### PROBLEM STATEMENT
Could you repeat the records below exactly, without the pictures?

### DATA SUPPLIED

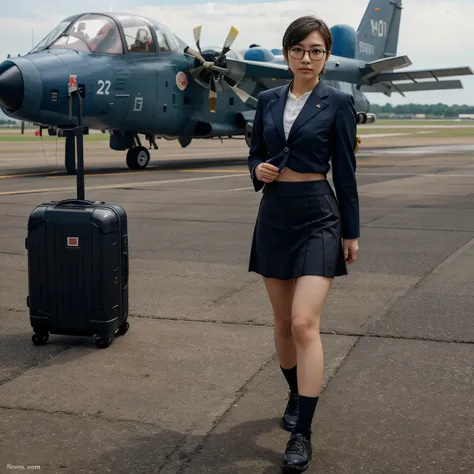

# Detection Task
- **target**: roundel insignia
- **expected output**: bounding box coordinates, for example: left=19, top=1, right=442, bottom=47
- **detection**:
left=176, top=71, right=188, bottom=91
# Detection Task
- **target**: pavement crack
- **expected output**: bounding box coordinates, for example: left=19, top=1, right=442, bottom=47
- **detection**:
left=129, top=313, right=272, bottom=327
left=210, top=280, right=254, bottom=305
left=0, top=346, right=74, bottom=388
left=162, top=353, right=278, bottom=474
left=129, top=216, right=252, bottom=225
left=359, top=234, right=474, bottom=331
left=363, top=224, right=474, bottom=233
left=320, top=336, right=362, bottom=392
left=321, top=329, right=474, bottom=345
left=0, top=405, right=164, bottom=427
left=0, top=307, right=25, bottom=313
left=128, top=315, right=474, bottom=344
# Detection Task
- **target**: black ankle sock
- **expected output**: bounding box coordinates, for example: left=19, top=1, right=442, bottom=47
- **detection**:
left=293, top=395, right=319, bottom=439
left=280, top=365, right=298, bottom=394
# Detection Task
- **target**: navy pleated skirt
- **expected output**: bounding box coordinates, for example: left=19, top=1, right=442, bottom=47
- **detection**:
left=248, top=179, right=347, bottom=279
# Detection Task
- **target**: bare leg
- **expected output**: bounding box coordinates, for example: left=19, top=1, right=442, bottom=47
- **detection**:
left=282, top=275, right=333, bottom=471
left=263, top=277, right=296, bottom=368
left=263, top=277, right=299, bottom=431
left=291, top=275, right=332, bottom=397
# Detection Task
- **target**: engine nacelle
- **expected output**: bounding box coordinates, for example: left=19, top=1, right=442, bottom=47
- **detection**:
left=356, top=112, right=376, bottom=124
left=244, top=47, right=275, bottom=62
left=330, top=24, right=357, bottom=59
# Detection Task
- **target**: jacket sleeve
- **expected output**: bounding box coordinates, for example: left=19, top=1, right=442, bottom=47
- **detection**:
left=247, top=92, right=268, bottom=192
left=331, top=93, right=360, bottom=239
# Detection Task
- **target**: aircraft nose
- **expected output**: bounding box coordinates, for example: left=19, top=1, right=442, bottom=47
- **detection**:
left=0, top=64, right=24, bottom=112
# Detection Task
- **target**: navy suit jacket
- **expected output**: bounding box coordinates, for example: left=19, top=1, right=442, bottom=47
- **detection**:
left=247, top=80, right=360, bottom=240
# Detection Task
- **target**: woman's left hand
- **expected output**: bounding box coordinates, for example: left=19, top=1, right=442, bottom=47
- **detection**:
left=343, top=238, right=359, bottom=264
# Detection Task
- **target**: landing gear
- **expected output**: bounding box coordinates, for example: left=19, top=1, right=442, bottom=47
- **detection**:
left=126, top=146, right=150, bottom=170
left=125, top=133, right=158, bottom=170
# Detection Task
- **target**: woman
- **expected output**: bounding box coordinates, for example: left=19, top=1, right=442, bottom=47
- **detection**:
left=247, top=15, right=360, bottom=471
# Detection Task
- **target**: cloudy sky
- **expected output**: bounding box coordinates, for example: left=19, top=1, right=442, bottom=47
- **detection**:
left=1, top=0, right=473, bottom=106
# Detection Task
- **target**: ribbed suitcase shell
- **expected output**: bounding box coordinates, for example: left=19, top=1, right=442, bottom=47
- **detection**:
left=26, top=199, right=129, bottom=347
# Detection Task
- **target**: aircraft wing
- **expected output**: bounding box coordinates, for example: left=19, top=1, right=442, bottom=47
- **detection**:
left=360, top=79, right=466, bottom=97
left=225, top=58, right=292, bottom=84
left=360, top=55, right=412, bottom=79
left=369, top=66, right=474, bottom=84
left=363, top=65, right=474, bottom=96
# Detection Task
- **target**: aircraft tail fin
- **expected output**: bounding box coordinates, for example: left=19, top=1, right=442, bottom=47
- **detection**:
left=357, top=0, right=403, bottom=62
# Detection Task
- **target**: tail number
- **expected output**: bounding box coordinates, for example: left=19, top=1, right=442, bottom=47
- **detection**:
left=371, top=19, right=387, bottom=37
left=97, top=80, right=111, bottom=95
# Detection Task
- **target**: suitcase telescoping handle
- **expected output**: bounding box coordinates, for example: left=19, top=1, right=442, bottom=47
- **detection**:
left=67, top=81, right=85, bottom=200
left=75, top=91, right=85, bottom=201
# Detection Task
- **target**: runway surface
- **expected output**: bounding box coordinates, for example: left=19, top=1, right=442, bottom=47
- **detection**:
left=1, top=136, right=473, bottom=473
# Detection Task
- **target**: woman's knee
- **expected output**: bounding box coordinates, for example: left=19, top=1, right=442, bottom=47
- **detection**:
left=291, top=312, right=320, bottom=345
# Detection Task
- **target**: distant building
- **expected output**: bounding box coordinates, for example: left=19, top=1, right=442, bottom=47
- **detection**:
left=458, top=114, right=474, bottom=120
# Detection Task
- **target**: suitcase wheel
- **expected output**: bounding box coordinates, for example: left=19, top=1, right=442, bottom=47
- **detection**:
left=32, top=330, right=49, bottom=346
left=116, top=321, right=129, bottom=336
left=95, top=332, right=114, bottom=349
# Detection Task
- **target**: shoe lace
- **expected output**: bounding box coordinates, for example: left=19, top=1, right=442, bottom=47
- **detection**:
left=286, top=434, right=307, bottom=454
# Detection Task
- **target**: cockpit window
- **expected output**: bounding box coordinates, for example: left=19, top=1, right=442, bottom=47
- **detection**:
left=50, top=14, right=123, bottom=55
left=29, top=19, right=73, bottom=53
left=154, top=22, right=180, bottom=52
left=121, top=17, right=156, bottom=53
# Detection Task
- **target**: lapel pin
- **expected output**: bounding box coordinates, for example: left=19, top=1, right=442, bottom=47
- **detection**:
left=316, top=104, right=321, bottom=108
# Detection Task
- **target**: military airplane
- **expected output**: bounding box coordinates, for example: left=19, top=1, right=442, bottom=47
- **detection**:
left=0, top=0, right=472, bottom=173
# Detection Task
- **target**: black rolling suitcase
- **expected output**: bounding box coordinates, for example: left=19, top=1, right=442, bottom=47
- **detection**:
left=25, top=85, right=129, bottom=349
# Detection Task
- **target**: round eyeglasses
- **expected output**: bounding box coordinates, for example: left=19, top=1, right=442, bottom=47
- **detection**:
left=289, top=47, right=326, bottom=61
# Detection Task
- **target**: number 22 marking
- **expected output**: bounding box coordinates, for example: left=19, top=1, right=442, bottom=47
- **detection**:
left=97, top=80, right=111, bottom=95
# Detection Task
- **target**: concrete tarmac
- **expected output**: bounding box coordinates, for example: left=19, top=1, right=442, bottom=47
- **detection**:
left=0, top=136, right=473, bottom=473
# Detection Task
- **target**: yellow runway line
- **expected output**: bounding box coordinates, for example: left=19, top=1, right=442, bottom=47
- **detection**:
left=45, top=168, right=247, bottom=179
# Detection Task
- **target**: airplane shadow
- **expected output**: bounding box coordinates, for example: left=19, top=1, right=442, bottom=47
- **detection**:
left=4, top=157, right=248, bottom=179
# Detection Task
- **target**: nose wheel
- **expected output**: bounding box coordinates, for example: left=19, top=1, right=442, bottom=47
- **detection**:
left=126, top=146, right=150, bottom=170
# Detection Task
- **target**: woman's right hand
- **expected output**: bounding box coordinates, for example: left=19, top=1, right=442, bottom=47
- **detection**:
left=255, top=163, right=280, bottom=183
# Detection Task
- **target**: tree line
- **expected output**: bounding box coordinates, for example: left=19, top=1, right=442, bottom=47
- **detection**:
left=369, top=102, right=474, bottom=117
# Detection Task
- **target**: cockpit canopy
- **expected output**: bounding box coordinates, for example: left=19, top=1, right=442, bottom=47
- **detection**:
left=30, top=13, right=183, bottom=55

### REPLY
# Detection Task
- **target**: roundel insignia
- **expected output**: bounding box coordinates, for example: left=19, top=1, right=442, bottom=47
- **detection**:
left=176, top=71, right=188, bottom=91
# Detection Task
- **target**: pavement crack
- **expected output**: bounding box coordinates, for example: left=19, top=1, right=442, bottom=47
- **detection**:
left=129, top=313, right=272, bottom=327
left=210, top=280, right=254, bottom=305
left=0, top=346, right=74, bottom=388
left=162, top=353, right=278, bottom=474
left=129, top=216, right=252, bottom=225
left=359, top=234, right=474, bottom=331
left=363, top=224, right=474, bottom=233
left=320, top=336, right=362, bottom=392
left=321, top=329, right=474, bottom=345
left=0, top=405, right=164, bottom=427
left=0, top=307, right=25, bottom=313
left=128, top=315, right=474, bottom=344
# Detection Task
- **target**: black ankle sock
- **expected output**: bounding box coordinates, for example: left=19, top=1, right=442, bottom=47
- **detection**:
left=293, top=395, right=319, bottom=439
left=280, top=365, right=298, bottom=394
# Detection Task
- **target**: navy pleated skirt
- **expected output**: bounding box coordinates, for example: left=19, top=1, right=442, bottom=47
- **detection**:
left=248, top=179, right=347, bottom=279
# Detection Task
- **target**: bare leg
- **expected output**: bounding box coordinates, for example: left=19, top=1, right=442, bottom=47
- **detection**:
left=282, top=275, right=333, bottom=471
left=263, top=277, right=296, bottom=368
left=263, top=277, right=299, bottom=431
left=291, top=275, right=332, bottom=397
# Detection Task
- **target**: engine nacelle
- **expected output**: bounding box coordinates, for example: left=19, top=1, right=442, bottom=47
- **detection**:
left=356, top=112, right=376, bottom=124
left=244, top=47, right=275, bottom=62
left=330, top=24, right=357, bottom=59
# Detection Task
- **target**: jacket sleeve
- **expected output**: bounding box coordinates, for example: left=19, top=1, right=442, bottom=47
- **detection**:
left=247, top=92, right=268, bottom=192
left=331, top=93, right=360, bottom=239
# Detection Task
- **target**: aircraft nose
- **expected output**: bounding box coordinates, for example: left=19, top=1, right=442, bottom=47
- **detection**:
left=0, top=64, right=24, bottom=112
# Detection Task
- **target**: navy suit jacket
- **expected output**: bounding box coordinates, for example: left=19, top=1, right=442, bottom=47
- **detection**:
left=247, top=80, right=360, bottom=240
# Detection Task
- **target**: woman's left hand
- **expected output**: bounding box coordinates, for example: left=19, top=1, right=442, bottom=47
- **detection**:
left=343, top=238, right=359, bottom=264
# Detection Task
- **target**: landing gear
- **expected output**: bounding box coordinates, for example: left=19, top=1, right=442, bottom=47
- **detection**:
left=126, top=146, right=150, bottom=170
left=125, top=133, right=158, bottom=170
# Detection Task
- **target**: woman
- **expected output**: bounding box coordinates, for example: left=19, top=1, right=442, bottom=47
- **detection**:
left=247, top=15, right=360, bottom=471
# Detection Task
- **target**: cloudy sky
- **expected output**: bounding box coordinates, for example: left=19, top=1, right=442, bottom=47
- **detection**:
left=1, top=0, right=473, bottom=106
# Detection Task
- **target**: ribbed suitcase shell
- **expected output**: bounding box coordinates, for example: left=19, top=1, right=442, bottom=47
- **detection**:
left=26, top=199, right=129, bottom=347
# Detection Task
- **target**: aircraft wing
- **expected output**: bounding box coordinates, for example: left=19, top=1, right=442, bottom=47
- **detection**:
left=360, top=79, right=466, bottom=97
left=225, top=58, right=292, bottom=84
left=360, top=55, right=412, bottom=79
left=369, top=66, right=474, bottom=84
left=363, top=65, right=474, bottom=96
# Detection Task
- **target**: aircraft tail fin
- **expected output**: bounding box coordinates, for example: left=19, top=1, right=442, bottom=47
- **detection**:
left=357, top=0, right=403, bottom=62
# Detection Task
- **target**: tail number
- **expected output**: bounding box coordinates, for example: left=19, top=1, right=442, bottom=47
- **detection**:
left=371, top=19, right=387, bottom=37
left=97, top=80, right=111, bottom=95
# Detection Task
- **target**: suitcase telescoping handle
- **expected output**: bounding box coordinates, for example: left=19, top=1, right=442, bottom=47
- **detection**:
left=67, top=81, right=85, bottom=200
left=75, top=91, right=85, bottom=201
# Detection Task
- **target**: runway surface
- **expected output**: bounding box coordinates, for example: left=19, top=1, right=442, bottom=47
- **detection**:
left=1, top=136, right=473, bottom=473
# Detection Task
- **target**: woman's knee
- **expected output**: bounding box coordinates, for example: left=19, top=1, right=442, bottom=47
- **detection**:
left=291, top=312, right=320, bottom=345
# Detection Task
- **target**: distant building
- **expected output**: bounding box coordinates, for example: left=19, top=1, right=442, bottom=47
- **detection**:
left=458, top=114, right=474, bottom=120
# Detection Task
- **target**: suitcase wheel
- **expected output**: bounding box coordinates, for example: left=19, top=1, right=442, bottom=47
- **detection**:
left=32, top=330, right=49, bottom=346
left=116, top=321, right=129, bottom=336
left=95, top=332, right=114, bottom=349
# Detection Task
- **target**: shoe lace
- **expected output**: bounding box coordinates, for example: left=19, top=1, right=442, bottom=47
- **detection**:
left=286, top=434, right=307, bottom=454
# Detection Task
- **target**: cockpit window
- **expected output**: bounding box coordinates, for example: left=19, top=1, right=442, bottom=47
- **detection**:
left=50, top=14, right=123, bottom=55
left=29, top=19, right=73, bottom=53
left=154, top=22, right=180, bottom=52
left=121, top=17, right=156, bottom=53
# Detection Task
- **target**: lapel pin
- **expected output**: bounding box coordinates, for example: left=19, top=1, right=442, bottom=47
- **detection**:
left=316, top=104, right=321, bottom=108
# Detection Task
- **target**: military airplane
- **expected output**: bounding box coordinates, for example: left=19, top=1, right=442, bottom=47
- **detection**:
left=0, top=0, right=472, bottom=173
# Detection Task
- **target**: black rolling suitcase
- **expected output**: bounding box coordinates, for example: left=19, top=1, right=442, bottom=47
- **detection**:
left=25, top=85, right=129, bottom=349
# Detection Task
- **target**: round eyeglasses
- **expected output**: bounding box coordinates, for example: left=19, top=1, right=442, bottom=47
- **detection**:
left=289, top=47, right=326, bottom=61
# Detection Task
- **target**: number 22 marking
- **expected output**: bounding box coordinates, for example: left=19, top=1, right=442, bottom=47
- **detection**:
left=97, top=80, right=111, bottom=95
# Detection Task
- **target**: concrete tarmac
- **expected output**: bounding box coordinates, for example: left=19, top=1, right=442, bottom=47
- **detection**:
left=0, top=136, right=473, bottom=473
# Detection Task
- **target**: yellow runway line
- **expected output**: bounding box coordinates, for example: left=19, top=1, right=442, bottom=47
- **detection**:
left=45, top=168, right=247, bottom=179
# Detection Task
- **target**: airplane shadow
- **expected output**: bounding box coordinates, for example: left=19, top=1, right=442, bottom=47
- **detection**:
left=4, top=157, right=248, bottom=179
# Detection Task
- **target**: nose wheel
- **expected output**: bounding box coordinates, for example: left=19, top=1, right=442, bottom=47
- **detection**:
left=126, top=146, right=150, bottom=170
# Detection Task
- **target**: woman's right hand
- **expected output**: bounding box coordinates, for example: left=19, top=1, right=442, bottom=47
- **detection**:
left=255, top=163, right=280, bottom=183
# Detection Task
- **target**: tree line
- **expected output**: bounding box coordinates, for example: left=19, top=1, right=442, bottom=47
- **detection**:
left=369, top=102, right=474, bottom=117
# Detection Task
- **target**: cockpit canopy
- **expected output**: bounding box coordinates, for example: left=19, top=1, right=442, bottom=47
- **detection**:
left=30, top=13, right=183, bottom=55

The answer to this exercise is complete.